Exercise instructions >> Rewrite as a numbered list the lines of the records below, beginning with the line that contains "Would you mind tagging the school" and continuing through the final line of the records. Include both of those lines and omit any blank lines.

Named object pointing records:
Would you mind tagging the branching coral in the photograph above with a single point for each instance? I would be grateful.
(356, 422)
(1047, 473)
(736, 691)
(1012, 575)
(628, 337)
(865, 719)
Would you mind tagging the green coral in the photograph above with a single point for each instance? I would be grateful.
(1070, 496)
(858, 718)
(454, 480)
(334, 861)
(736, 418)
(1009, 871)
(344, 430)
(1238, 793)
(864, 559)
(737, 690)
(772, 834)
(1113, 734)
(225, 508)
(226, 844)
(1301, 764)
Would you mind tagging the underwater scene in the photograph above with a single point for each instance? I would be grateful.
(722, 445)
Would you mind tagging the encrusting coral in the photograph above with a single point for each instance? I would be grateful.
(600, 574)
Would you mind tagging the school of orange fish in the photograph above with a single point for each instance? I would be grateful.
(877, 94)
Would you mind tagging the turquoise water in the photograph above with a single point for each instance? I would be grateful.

Task result >>
1. Would you mind tagging the school of orange fish in the photograph above with a single point for each instance? I would be grateful.
2. (877, 94)
3. Would you mind tagging the turquoise water in the photograph above with a single point for each instance? I would be grateful.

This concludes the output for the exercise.